Exercise objective:
Select each line of the items below that contains the word "dark", treating uppercase and lowercase as different, and copy those lines.

Items from a point labeling set:
[START]

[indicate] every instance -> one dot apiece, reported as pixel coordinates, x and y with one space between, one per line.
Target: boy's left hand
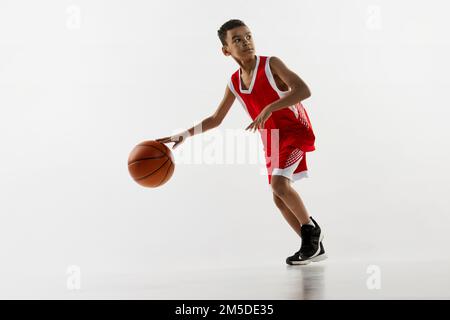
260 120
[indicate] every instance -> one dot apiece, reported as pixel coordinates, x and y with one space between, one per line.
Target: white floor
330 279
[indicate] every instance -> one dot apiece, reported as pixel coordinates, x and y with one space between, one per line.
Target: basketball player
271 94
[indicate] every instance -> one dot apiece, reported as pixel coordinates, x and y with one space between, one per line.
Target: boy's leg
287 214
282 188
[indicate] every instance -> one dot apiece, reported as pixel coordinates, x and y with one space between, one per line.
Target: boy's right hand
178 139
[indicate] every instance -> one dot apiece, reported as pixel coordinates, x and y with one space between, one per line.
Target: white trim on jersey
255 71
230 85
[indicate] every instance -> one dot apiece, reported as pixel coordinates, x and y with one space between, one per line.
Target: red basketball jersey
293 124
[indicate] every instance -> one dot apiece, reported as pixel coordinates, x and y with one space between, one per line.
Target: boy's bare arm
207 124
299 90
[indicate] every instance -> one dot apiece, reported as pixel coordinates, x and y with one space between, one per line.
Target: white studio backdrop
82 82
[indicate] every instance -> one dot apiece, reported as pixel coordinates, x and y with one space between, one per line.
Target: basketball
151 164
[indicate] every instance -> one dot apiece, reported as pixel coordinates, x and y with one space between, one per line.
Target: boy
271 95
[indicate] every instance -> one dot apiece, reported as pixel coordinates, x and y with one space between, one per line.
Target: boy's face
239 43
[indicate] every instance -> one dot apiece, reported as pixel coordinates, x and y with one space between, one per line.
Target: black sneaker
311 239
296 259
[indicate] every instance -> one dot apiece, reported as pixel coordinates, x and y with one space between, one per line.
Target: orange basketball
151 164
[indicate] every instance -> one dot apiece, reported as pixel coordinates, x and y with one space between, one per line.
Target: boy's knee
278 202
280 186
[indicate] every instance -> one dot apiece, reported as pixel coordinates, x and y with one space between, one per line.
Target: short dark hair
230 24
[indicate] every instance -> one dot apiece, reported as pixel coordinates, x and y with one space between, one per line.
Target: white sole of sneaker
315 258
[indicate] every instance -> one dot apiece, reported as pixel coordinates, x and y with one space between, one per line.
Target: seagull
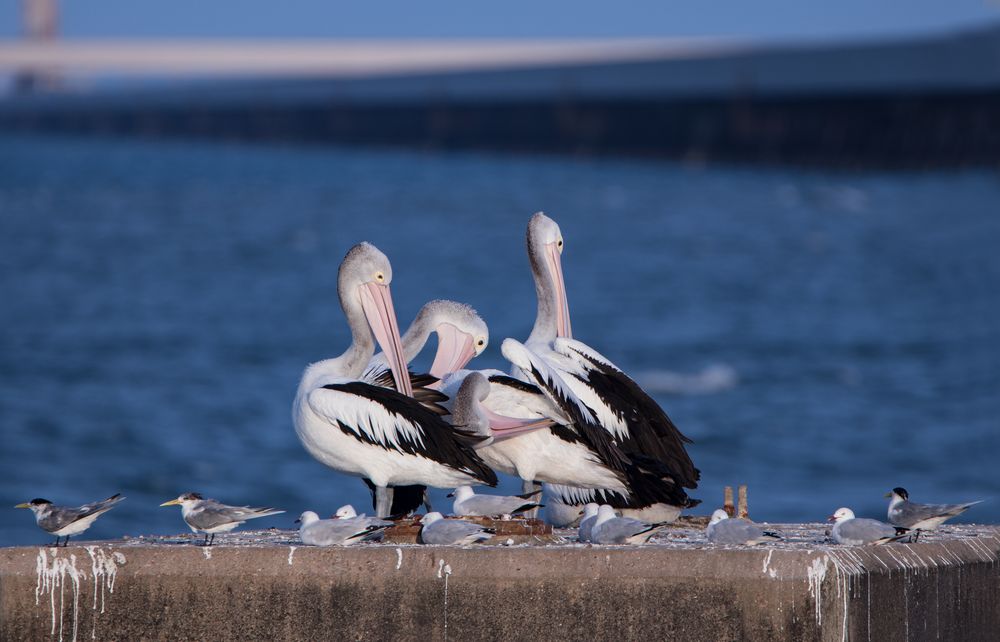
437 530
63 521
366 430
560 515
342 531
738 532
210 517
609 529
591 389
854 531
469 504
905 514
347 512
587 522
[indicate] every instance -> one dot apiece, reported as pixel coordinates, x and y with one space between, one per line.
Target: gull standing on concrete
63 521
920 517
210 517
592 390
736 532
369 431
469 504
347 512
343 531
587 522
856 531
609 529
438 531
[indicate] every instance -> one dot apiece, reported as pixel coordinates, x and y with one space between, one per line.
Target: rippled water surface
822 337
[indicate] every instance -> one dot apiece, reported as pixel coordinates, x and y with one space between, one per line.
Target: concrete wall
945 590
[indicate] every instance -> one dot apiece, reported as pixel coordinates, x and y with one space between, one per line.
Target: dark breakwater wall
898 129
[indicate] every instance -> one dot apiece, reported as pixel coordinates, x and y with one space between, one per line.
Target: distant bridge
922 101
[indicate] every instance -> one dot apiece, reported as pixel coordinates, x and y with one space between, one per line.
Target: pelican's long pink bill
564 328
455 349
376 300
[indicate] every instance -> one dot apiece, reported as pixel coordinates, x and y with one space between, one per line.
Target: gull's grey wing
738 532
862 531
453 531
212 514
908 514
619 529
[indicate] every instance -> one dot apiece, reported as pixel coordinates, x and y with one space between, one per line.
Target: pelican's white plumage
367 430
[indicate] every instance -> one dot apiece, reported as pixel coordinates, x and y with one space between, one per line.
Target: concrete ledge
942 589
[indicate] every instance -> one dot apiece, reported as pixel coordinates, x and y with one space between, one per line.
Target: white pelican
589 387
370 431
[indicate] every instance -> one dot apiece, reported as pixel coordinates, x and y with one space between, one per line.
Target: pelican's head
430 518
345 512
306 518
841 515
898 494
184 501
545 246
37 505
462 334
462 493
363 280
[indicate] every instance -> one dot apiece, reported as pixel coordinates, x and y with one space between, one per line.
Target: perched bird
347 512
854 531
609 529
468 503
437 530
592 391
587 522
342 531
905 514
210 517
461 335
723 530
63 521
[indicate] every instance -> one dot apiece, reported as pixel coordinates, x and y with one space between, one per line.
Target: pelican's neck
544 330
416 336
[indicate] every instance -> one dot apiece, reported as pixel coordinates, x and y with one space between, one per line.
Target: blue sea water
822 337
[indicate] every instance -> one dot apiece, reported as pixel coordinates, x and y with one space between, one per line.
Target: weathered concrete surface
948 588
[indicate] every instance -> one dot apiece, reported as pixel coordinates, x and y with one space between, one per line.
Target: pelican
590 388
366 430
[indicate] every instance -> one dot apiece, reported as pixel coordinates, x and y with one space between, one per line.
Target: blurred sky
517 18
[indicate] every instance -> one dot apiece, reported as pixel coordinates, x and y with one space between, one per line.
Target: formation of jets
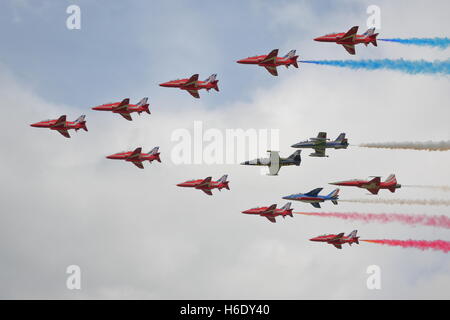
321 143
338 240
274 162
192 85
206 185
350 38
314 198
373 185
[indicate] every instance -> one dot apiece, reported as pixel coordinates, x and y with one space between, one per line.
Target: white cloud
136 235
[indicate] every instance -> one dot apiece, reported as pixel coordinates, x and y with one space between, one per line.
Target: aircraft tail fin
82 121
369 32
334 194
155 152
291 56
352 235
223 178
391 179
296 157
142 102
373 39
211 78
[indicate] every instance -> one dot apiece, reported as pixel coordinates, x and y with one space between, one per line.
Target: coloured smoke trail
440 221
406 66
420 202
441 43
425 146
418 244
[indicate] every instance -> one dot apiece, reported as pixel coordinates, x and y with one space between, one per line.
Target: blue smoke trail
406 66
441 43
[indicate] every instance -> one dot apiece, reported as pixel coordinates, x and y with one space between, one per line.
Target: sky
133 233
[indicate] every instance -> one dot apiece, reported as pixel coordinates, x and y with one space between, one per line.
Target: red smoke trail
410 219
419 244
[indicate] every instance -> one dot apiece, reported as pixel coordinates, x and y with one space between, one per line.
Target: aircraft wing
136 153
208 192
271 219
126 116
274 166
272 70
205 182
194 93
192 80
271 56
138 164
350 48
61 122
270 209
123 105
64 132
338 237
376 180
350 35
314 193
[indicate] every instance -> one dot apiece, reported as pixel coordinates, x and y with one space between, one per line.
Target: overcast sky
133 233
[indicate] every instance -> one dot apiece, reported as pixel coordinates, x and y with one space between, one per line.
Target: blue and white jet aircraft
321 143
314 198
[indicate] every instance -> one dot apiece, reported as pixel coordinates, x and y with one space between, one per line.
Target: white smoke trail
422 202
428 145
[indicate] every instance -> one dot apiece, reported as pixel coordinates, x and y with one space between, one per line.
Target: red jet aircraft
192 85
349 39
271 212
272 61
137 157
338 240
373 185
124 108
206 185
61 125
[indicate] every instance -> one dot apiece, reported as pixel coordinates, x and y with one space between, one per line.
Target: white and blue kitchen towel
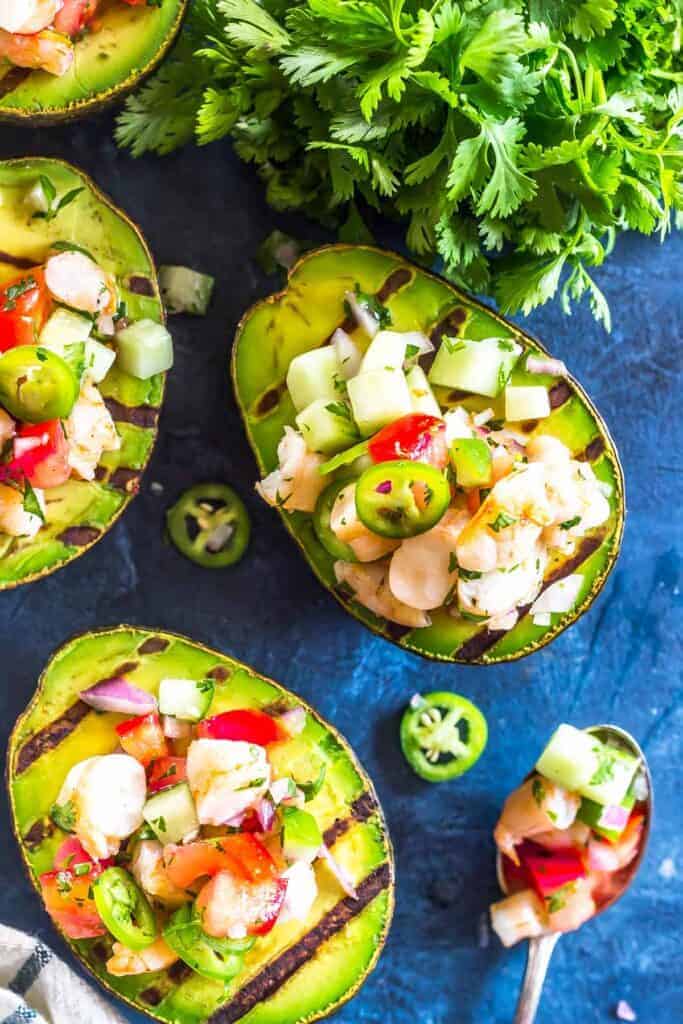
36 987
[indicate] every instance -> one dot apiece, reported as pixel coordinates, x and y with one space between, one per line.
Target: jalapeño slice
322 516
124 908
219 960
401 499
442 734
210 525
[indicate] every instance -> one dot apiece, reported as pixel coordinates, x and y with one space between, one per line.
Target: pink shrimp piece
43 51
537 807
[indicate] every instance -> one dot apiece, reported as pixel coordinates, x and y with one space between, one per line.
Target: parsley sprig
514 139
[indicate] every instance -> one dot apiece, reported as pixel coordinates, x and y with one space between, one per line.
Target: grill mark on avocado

[END]

Full answer:
Target: short dark hair
Target: dark breakwater wall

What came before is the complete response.